→ EXERCISE BRIEF
Find the word "cobblestone" in the records and copy every line where it occurs.

[[ SOURCE MATERIAL, beginning ]]

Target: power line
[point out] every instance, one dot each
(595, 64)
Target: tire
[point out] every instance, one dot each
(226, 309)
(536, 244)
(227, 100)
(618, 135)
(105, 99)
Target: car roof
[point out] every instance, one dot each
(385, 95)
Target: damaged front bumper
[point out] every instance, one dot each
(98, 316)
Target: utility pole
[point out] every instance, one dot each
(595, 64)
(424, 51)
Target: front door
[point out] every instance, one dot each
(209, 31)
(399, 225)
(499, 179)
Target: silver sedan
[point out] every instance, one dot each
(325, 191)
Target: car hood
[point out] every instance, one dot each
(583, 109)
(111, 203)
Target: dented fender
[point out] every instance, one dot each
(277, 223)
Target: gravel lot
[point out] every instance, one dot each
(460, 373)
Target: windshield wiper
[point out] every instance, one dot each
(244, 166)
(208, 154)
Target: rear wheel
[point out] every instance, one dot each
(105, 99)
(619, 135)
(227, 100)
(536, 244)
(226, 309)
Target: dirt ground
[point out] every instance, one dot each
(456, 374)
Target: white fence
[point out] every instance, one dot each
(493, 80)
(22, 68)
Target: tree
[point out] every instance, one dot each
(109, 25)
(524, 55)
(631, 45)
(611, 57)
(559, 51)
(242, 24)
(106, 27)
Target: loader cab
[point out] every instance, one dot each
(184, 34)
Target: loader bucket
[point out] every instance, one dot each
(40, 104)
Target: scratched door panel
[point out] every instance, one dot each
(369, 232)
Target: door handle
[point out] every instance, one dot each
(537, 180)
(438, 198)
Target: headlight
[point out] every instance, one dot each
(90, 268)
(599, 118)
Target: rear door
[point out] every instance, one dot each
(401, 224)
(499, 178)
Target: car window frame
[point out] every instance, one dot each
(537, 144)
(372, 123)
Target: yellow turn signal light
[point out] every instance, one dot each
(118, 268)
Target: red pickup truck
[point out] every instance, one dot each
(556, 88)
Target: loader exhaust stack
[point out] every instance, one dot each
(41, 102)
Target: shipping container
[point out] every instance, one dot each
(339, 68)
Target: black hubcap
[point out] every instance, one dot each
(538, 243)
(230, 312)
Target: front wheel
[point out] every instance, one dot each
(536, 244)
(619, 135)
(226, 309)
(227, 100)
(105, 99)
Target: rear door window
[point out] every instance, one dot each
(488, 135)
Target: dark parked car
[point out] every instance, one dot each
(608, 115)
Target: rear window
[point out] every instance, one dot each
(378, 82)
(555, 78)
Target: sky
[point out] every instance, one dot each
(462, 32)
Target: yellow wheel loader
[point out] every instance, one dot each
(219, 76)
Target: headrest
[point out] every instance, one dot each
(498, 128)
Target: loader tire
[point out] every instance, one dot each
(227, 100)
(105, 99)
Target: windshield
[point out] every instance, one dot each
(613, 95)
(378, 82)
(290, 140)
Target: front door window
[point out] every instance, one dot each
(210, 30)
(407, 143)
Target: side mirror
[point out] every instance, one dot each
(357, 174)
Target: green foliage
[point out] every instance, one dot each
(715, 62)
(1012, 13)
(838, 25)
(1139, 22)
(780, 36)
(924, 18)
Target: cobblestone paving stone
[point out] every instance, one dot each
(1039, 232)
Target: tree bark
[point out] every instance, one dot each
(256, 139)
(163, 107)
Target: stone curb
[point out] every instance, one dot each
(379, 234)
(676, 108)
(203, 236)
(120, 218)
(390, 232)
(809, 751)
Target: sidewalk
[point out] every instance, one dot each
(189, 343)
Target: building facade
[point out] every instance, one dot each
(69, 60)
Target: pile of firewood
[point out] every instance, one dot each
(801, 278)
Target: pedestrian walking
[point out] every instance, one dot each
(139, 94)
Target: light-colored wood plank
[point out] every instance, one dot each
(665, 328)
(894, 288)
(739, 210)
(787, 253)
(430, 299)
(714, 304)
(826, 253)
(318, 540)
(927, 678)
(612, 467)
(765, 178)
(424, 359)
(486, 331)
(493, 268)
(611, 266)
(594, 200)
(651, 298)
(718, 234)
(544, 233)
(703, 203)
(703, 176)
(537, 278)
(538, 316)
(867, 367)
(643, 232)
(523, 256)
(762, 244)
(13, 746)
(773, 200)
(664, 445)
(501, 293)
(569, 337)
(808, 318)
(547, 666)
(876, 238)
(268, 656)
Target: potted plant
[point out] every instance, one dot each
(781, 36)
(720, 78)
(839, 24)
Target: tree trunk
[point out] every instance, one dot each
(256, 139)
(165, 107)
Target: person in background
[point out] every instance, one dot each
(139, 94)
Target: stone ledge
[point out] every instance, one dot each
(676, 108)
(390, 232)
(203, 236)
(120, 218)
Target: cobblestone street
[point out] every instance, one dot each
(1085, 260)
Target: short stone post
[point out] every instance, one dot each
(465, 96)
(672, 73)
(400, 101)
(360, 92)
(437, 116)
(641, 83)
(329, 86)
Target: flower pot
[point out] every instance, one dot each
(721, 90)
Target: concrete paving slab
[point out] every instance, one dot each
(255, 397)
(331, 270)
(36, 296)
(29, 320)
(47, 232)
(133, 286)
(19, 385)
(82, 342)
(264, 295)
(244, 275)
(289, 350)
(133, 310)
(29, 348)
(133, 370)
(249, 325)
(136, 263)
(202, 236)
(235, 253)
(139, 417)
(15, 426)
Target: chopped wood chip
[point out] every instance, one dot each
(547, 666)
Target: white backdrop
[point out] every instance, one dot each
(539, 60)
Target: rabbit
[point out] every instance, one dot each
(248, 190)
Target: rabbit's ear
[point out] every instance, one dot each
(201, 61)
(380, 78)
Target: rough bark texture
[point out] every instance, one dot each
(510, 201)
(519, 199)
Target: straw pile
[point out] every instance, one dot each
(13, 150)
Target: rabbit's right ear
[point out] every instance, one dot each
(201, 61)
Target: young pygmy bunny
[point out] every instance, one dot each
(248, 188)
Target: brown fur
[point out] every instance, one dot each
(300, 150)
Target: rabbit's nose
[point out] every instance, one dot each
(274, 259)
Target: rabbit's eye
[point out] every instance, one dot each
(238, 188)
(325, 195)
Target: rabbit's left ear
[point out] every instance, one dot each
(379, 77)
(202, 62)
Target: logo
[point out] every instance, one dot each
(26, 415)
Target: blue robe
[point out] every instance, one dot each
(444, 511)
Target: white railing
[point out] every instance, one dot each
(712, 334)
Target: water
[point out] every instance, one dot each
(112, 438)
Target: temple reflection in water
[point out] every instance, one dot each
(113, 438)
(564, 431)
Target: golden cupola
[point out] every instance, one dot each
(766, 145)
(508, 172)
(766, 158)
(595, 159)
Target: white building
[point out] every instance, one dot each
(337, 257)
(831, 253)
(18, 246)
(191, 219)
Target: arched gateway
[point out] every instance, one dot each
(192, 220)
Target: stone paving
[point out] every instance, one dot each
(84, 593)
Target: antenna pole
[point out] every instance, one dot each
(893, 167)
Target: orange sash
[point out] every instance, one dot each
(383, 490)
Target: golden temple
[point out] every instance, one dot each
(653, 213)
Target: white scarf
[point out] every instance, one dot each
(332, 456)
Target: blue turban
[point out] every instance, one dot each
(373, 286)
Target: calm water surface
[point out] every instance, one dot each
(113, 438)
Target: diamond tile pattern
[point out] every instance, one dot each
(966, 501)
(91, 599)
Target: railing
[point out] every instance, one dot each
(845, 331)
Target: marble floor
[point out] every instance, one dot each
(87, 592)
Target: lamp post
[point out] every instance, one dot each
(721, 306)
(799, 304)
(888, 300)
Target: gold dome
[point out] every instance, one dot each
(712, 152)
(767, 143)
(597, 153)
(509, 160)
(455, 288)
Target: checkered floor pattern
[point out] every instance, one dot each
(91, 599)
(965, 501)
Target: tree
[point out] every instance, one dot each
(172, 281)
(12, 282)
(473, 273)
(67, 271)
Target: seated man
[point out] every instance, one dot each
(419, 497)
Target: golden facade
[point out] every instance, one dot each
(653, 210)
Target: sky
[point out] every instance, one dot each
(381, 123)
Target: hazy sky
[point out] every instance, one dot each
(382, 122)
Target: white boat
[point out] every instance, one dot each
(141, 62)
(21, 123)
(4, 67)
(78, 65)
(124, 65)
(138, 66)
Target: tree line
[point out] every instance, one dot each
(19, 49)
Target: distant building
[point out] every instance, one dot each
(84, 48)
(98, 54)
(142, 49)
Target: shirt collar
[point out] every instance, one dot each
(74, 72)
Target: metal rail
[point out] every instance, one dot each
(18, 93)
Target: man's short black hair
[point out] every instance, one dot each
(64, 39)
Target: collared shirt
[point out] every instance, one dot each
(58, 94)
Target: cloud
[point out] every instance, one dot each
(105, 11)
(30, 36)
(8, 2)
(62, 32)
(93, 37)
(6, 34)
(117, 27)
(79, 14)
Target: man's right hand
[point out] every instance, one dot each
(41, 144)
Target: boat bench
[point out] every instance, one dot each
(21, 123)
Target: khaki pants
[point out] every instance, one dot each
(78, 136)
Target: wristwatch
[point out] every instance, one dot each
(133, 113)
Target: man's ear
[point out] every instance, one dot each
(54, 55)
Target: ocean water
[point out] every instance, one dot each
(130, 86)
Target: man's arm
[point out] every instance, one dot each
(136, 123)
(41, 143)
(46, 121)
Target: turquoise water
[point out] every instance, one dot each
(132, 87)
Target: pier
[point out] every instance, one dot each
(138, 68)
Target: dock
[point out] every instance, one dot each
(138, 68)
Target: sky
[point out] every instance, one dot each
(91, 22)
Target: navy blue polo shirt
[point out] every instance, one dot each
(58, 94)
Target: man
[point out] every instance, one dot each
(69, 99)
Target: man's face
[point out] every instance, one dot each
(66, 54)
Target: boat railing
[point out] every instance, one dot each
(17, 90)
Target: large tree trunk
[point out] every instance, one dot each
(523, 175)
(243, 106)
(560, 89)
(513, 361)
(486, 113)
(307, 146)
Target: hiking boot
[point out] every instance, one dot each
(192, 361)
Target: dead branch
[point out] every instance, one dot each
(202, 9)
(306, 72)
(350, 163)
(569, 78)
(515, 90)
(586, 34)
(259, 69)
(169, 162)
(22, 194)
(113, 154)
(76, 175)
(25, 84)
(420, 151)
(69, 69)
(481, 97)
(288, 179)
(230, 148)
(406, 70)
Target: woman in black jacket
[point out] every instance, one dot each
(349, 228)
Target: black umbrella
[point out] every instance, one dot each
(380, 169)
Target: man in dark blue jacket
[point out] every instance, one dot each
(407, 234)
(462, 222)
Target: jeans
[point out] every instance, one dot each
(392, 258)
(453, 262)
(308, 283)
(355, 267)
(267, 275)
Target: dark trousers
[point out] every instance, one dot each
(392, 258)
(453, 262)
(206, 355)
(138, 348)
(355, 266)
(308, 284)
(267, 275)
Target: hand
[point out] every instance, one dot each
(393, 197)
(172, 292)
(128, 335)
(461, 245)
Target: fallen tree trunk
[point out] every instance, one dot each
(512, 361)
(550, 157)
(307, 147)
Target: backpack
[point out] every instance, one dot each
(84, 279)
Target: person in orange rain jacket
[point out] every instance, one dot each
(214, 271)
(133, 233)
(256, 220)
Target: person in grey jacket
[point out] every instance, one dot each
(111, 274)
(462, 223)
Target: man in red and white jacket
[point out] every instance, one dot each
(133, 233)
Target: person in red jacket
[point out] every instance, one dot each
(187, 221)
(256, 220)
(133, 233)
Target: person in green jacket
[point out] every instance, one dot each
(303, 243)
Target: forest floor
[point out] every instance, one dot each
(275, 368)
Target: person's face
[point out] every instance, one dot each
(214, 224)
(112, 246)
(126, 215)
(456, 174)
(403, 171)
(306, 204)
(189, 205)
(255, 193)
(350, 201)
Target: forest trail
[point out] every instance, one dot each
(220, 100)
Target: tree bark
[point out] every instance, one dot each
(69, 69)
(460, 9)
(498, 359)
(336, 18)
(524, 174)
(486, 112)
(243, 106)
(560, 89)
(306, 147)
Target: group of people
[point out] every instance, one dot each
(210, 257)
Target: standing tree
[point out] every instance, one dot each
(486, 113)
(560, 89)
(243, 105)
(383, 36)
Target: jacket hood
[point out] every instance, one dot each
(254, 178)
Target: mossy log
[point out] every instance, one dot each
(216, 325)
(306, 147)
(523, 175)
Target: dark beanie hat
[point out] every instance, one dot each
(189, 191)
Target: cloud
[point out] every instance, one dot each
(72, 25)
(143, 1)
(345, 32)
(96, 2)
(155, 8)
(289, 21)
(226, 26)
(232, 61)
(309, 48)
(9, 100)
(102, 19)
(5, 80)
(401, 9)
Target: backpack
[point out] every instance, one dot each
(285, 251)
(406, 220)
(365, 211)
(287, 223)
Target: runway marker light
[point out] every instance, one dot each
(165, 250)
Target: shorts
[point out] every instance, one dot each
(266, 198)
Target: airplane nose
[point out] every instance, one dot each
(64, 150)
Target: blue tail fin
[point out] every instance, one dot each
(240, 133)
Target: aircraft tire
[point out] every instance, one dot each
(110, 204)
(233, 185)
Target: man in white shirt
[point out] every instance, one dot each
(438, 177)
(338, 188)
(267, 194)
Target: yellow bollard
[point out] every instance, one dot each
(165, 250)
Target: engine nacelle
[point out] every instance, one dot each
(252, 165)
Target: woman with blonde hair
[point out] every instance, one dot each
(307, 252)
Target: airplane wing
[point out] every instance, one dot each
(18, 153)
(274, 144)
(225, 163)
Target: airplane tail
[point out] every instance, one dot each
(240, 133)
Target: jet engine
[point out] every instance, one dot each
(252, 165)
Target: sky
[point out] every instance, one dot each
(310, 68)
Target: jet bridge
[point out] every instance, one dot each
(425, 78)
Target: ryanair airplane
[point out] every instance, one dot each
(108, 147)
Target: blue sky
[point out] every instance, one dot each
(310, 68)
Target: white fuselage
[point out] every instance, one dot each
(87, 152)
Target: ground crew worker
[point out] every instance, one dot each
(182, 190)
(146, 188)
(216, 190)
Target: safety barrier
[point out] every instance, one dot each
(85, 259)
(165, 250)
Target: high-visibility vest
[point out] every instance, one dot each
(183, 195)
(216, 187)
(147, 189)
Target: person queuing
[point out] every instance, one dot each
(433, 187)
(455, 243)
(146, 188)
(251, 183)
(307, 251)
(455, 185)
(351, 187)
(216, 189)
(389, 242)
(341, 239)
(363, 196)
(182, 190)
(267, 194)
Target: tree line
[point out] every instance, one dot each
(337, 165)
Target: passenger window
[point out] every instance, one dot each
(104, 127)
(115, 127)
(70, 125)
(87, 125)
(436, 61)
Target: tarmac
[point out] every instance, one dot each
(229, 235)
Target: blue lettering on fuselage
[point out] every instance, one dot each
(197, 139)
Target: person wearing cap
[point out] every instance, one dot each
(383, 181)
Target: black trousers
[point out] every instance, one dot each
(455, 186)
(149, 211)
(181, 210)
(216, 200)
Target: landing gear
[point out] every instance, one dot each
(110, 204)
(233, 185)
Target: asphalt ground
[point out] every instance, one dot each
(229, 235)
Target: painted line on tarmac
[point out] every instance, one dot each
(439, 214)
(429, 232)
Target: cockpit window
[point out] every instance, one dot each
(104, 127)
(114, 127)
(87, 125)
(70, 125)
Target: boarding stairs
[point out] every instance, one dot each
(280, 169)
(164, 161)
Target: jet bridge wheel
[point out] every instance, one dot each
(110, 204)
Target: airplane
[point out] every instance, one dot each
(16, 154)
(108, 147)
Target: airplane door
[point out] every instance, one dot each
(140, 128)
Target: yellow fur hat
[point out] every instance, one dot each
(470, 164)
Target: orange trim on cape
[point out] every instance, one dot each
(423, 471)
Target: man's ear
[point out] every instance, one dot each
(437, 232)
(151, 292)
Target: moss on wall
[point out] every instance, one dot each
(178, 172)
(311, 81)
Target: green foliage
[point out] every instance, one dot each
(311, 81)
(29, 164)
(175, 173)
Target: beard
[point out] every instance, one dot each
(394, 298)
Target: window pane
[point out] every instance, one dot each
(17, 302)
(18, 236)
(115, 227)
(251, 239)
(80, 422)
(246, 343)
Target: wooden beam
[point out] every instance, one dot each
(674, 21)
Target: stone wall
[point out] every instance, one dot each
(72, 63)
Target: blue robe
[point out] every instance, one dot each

[[ SOURCE MATERIAL, end ]]

→ TASK RESULT
Target: cobblestone paving stone
Target: cobblestone street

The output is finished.